• _Task to carry out_
From the MongoDB data-structuring post below, reproduce the passage word for word, starting at the words "Further, each clothing" and ending after "collect that information.".

• _Passage to read_
* Begin *
Best practices for structuring hierarchical/classified data in mongodb - node.js

Summary:
I am building my first large scale full stack application(MERN stack) that is trying to mimic a large scale clothing store. Each article of clothing has many 'tags' that represent its features, top/bottom/accessory/shoes/ect, and subcategories, for example on top there is shirt/outerwear/sweatshirt/etc, and sub-sub-categories within it, for example on shirt there is blouse/t-shirt/etc. Each article has tags for primary colors, hemline, pockets, technical features, the list goes on.
Main question:
how should I best organize the data in mongodb with mongoose schemas in order for it to be quickly searchable when I plan on having 50,000 or more articles? And genuinely curious, how do large clothing retailers typically design databases to be easily searchable by customers when items have so many identifying features?
Things I have tried or thought of:
On the mongoDB website there is a recommendation to use a tree structure with child references. here is the link: https://docs.mongodb.com/manual/tutorial/model-tree-structures-with-child-references/ I like this idea but I read here: https://developer.mongodb.com/article/mongodb-schema-design-best-practices/ that when storing over a few thousand pieces of data, using object ID references is no longer sufficient, and could create issues because of datalimits.
Further, each clothing item would fall into many different parts of the tree. For example it could be a blouse so it would be in the blouse "leaf" of the tree, and then if its blue, it would be in the blue "leaf" of the tree, and if it is sustainably sourced, it would fall into that "leaf" of the tree as well. Considering this, a tree like data structure seems not the right way to go. It would be storing the same ObjectID in many different leaves.
My other idea was to store the article information (description, price, and picture) seperate from the tagging/hierarchical information. Then each tagging object would have a ObjectID reference to the item. This way I could take advantage of the propogate method of mongoose if I wanted to collect that information.
* End *
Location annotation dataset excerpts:
* Begin *
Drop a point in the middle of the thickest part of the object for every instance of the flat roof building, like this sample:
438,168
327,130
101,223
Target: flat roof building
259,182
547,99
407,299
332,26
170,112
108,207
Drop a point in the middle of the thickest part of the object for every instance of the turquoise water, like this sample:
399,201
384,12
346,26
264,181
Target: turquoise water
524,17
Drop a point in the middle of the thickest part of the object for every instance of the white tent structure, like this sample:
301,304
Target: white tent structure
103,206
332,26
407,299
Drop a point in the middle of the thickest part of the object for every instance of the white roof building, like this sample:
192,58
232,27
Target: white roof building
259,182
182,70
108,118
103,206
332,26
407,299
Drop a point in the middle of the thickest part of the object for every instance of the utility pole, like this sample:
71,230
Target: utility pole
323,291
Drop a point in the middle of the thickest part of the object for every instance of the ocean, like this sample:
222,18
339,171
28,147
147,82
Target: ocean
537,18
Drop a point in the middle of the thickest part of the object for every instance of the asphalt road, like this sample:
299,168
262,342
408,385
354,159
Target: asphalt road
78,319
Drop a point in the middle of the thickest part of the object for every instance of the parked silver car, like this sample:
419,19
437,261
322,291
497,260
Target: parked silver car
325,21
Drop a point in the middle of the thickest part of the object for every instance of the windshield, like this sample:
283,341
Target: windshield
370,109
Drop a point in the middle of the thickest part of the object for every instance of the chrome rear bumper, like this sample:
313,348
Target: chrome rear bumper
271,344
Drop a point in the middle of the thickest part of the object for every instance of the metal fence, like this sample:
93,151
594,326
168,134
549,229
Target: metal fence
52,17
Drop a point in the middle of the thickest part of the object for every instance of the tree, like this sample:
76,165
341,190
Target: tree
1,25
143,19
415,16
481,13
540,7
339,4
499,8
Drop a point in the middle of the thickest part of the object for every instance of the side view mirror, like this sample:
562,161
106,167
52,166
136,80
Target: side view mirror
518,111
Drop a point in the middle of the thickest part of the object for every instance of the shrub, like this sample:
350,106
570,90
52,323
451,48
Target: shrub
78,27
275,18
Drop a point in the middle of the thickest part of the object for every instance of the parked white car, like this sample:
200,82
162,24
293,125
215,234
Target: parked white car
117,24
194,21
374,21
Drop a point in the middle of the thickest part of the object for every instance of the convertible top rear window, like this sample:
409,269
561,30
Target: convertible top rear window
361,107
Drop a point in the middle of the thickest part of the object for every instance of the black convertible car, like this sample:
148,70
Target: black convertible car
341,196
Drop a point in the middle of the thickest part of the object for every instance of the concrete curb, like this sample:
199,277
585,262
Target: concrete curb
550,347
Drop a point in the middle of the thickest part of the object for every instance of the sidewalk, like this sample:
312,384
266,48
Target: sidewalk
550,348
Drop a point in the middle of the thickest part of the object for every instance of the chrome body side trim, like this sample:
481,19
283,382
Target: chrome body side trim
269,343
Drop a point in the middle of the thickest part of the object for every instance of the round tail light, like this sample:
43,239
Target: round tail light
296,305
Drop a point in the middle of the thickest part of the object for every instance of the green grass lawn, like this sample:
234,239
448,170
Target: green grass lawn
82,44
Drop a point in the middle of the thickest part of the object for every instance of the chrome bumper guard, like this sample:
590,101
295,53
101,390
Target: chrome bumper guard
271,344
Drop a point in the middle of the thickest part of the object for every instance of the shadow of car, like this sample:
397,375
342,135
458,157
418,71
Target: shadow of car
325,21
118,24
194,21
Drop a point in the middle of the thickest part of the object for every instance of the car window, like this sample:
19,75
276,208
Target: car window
* End *
• _The output_
Further, each clothing item would fall into many different parts of the tree. For example it could be a blouse so it would be in the blouse "leaf" of the tree, and then if its blue, it would be in the blue "leaf" of the tree, and if it is sustainably sourced, it would fall into that "leaf" of the tree as well. Considering this, a tree like data structure seems not the right way to go. It would be storing the same ObjectID in many different leaves.
My other idea was to store the article information (description, price, and picture) seperate from the tagging/hierarchical information. Then each tagging object would have a ObjectID reference to the item. This way I could take advantage of the propogate method of mongoose if I wanted to collect that information.